### What is needed
In the records below, find the line that contains "Query: red-roofed barn" and the line that contains "Locate the rolling". Set down exactly those lines and every line between them, and nothing more.
[[ Supplied information, beginning ]]
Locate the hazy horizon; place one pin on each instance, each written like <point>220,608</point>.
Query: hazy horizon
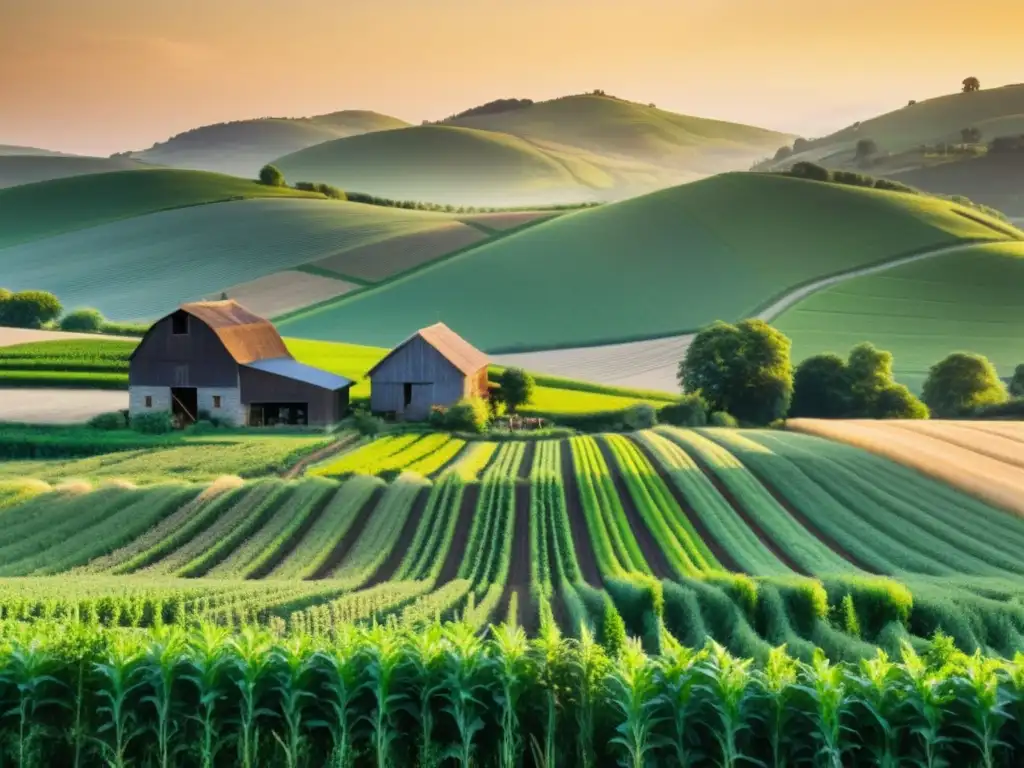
<point>104,76</point>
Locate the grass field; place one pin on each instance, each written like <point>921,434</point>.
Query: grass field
<point>921,312</point>
<point>27,169</point>
<point>689,264</point>
<point>242,147</point>
<point>267,615</point>
<point>36,211</point>
<point>442,165</point>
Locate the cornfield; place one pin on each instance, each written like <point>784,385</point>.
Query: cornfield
<point>446,695</point>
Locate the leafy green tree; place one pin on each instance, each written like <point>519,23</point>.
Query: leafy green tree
<point>821,388</point>
<point>961,383</point>
<point>515,388</point>
<point>743,370</point>
<point>83,321</point>
<point>29,309</point>
<point>1017,382</point>
<point>271,176</point>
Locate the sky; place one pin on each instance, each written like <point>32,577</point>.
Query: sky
<point>102,76</point>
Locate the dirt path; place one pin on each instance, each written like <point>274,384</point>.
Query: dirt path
<point>400,549</point>
<point>351,536</point>
<point>717,549</point>
<point>582,544</point>
<point>456,550</point>
<point>58,406</point>
<point>653,364</point>
<point>649,547</point>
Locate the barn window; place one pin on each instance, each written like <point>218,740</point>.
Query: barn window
<point>179,324</point>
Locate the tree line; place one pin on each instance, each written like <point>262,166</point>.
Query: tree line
<point>745,370</point>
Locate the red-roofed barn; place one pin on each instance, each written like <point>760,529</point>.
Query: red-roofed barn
<point>218,357</point>
<point>433,367</point>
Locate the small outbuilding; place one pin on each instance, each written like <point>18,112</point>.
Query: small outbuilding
<point>433,367</point>
<point>219,358</point>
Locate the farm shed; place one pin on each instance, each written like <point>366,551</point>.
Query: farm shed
<point>433,367</point>
<point>218,357</point>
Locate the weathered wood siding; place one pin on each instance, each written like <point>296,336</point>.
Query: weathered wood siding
<point>326,407</point>
<point>434,380</point>
<point>194,359</point>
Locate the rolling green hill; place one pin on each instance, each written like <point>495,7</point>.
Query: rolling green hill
<point>27,169</point>
<point>995,180</point>
<point>47,208</point>
<point>666,263</point>
<point>242,147</point>
<point>444,165</point>
<point>922,311</point>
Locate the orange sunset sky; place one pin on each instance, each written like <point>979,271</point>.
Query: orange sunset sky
<point>101,76</point>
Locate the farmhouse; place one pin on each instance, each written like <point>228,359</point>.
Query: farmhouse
<point>219,358</point>
<point>433,367</point>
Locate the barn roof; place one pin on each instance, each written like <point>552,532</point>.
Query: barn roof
<point>292,369</point>
<point>456,349</point>
<point>246,336</point>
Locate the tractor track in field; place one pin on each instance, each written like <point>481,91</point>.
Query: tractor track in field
<point>718,549</point>
<point>400,548</point>
<point>652,553</point>
<point>807,524</point>
<point>457,548</point>
<point>344,546</point>
<point>518,577</point>
<point>582,544</point>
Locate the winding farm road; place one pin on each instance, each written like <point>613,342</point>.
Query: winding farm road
<point>652,364</point>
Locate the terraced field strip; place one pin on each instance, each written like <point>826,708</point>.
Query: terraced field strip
<point>993,445</point>
<point>380,535</point>
<point>339,518</point>
<point>614,546</point>
<point>773,524</point>
<point>488,552</point>
<point>992,481</point>
<point>912,537</point>
<point>671,528</point>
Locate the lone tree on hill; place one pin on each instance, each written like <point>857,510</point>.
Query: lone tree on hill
<point>961,383</point>
<point>743,370</point>
<point>515,388</point>
<point>29,308</point>
<point>271,176</point>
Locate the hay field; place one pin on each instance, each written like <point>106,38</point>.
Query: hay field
<point>938,451</point>
<point>670,262</point>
[[ Supplied information, end ]]
### Response
Query: red-roofed barn
<point>218,357</point>
<point>433,367</point>
Locate the small outbuilding; place one pin on each instance, each written like <point>18,112</point>.
Query: small outbuilding
<point>433,367</point>
<point>219,358</point>
Locate the farm shed; place one pin on each instance, each written like <point>366,551</point>.
Query: farm shed
<point>433,367</point>
<point>218,357</point>
Locate the weathered wood siding; place one pin on each instance, each written like <point>296,336</point>.
Query: weathered wood siding
<point>326,407</point>
<point>434,380</point>
<point>194,359</point>
Locate the rolling green hill; place one pin on each instance, each written like <point>495,7</point>.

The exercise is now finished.